Tolany v. Heckler, 305

Decision Date04 March 1985
Docket NumberD,No. 305,305
Citation756 F.2d 268
Parties, Unempl.Ins.Rep. CCH 15,895 Ethel TOLANY, Plaintiff-Appellant, v. Margaret M. HECKLER, Secretary of U.S. Department of Health and Human Services, Defendant-Appellee. ocket 84-6156.
CourtU.S. Court of Appeals — Second Circuit

Natalie J. Kaplan, New York City, for plaintiff-appellant.

Paula A. Sweeney, Asst. U.S. Atty., New York City (Rudolph W. Giuliani, U.S. Atty., Kathleen A. Roberts, Thomas D. Warren, Asst. U.S. Attys., New York City, on brief), for defendant-appellee.

Before NEWMAN, CARDAMONE and DAVIS, * Circuit Judges.

JON O. NEWMAN, Circuit Judge:

Ethel Tolany appeals from the judgment of the District Court for the Southern District of New York (Abraham D. Sofaer, Judge) dismissing her complaint pursuant to Rule 12(c) of the Federal Rules of Civil Procedure. Tolany sought review of a final determination of the Secretary of the Department of Health and Human Services ("Secretary") denying her application for widow's disability insurance benefits under the Social Security Act ("Act"). We conclude that Tolany's application must be remanded to the Secretary for consideration of new evidence.

BACKGROUND

Appellant is a 59-year-old widow with a long history of urinary incontinence and hypothyroidism. She filed an application for widow's disability insurance benefits on October 21, 1980, which was denied both on initial review and on reconsideration. Appellant was granted a de novo hearing before an Administrative Law Judge ("ALJ") on October 21, 1981. At the hearing the appellant described the unfortunate consequences of her condition. She testified that she urinates between five and ten times per hour, sometimes experiencing painful spasms, and that, when a bathroom is not readily available, involuntary voiding occurs with the same frequency. Despite her use of diapers whenever she goes out in public, the urine often is not contained and soils her clothing.

----

- THE TASK -
In the court decision above, on what date did Ethel Tolany file her application for widow's disability insurance benefits?

----

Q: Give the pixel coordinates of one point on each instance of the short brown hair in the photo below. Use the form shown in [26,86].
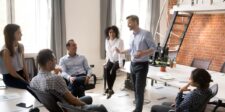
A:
[68,42]
[133,18]
[44,56]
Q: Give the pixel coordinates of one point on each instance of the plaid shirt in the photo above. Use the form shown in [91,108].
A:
[193,101]
[46,81]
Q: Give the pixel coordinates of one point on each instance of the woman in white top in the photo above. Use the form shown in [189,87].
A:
[13,67]
[114,60]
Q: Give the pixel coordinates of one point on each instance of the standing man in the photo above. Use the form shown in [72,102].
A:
[75,69]
[141,46]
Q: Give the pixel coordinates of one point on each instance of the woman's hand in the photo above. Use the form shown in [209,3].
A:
[185,88]
[117,50]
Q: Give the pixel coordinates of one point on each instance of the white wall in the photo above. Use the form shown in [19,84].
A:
[83,25]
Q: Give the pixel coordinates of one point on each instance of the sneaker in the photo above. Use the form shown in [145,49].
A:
[110,93]
[106,91]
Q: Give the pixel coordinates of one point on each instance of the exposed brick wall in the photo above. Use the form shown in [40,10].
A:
[205,39]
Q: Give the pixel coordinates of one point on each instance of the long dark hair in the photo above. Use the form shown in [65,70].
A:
[201,77]
[114,28]
[9,32]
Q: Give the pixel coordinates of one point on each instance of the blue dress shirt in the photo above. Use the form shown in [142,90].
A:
[141,40]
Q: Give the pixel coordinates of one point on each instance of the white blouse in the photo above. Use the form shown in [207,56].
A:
[111,54]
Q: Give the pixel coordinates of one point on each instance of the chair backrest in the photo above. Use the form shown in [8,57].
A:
[214,89]
[200,63]
[47,99]
[31,67]
[223,68]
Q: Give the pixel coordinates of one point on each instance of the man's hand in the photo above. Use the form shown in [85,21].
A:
[117,50]
[72,79]
[139,54]
[57,70]
[87,80]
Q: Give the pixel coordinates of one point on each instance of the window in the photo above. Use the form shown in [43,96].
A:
[125,8]
[3,20]
[34,18]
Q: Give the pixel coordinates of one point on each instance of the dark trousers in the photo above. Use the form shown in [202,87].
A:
[139,71]
[78,87]
[110,70]
[11,81]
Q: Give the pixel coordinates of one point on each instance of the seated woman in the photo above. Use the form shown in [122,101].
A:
[13,67]
[194,100]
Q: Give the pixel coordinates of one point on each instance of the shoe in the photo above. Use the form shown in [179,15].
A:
[106,91]
[110,93]
[134,102]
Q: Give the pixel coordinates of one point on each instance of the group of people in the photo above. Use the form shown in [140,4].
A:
[75,71]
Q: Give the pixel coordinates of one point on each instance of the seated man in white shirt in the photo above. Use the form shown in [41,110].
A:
[46,81]
[75,69]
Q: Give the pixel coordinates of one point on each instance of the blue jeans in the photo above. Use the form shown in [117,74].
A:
[139,71]
[78,87]
[11,81]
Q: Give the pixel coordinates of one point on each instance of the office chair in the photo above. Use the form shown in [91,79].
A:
[31,67]
[218,103]
[200,63]
[214,89]
[47,99]
[70,108]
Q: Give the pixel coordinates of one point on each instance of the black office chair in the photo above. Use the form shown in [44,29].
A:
[47,99]
[70,108]
[218,102]
[31,67]
[214,89]
[200,63]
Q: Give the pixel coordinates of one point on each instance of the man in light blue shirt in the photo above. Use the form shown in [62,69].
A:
[75,69]
[142,46]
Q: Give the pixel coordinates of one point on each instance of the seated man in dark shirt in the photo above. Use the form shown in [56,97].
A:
[46,81]
[195,100]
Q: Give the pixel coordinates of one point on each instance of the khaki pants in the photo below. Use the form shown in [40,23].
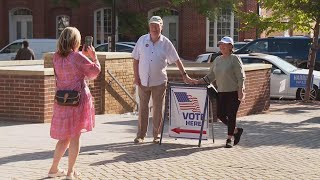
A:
[157,93]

----

- SOLUTION FOR THIS TASK -
October 21, 1980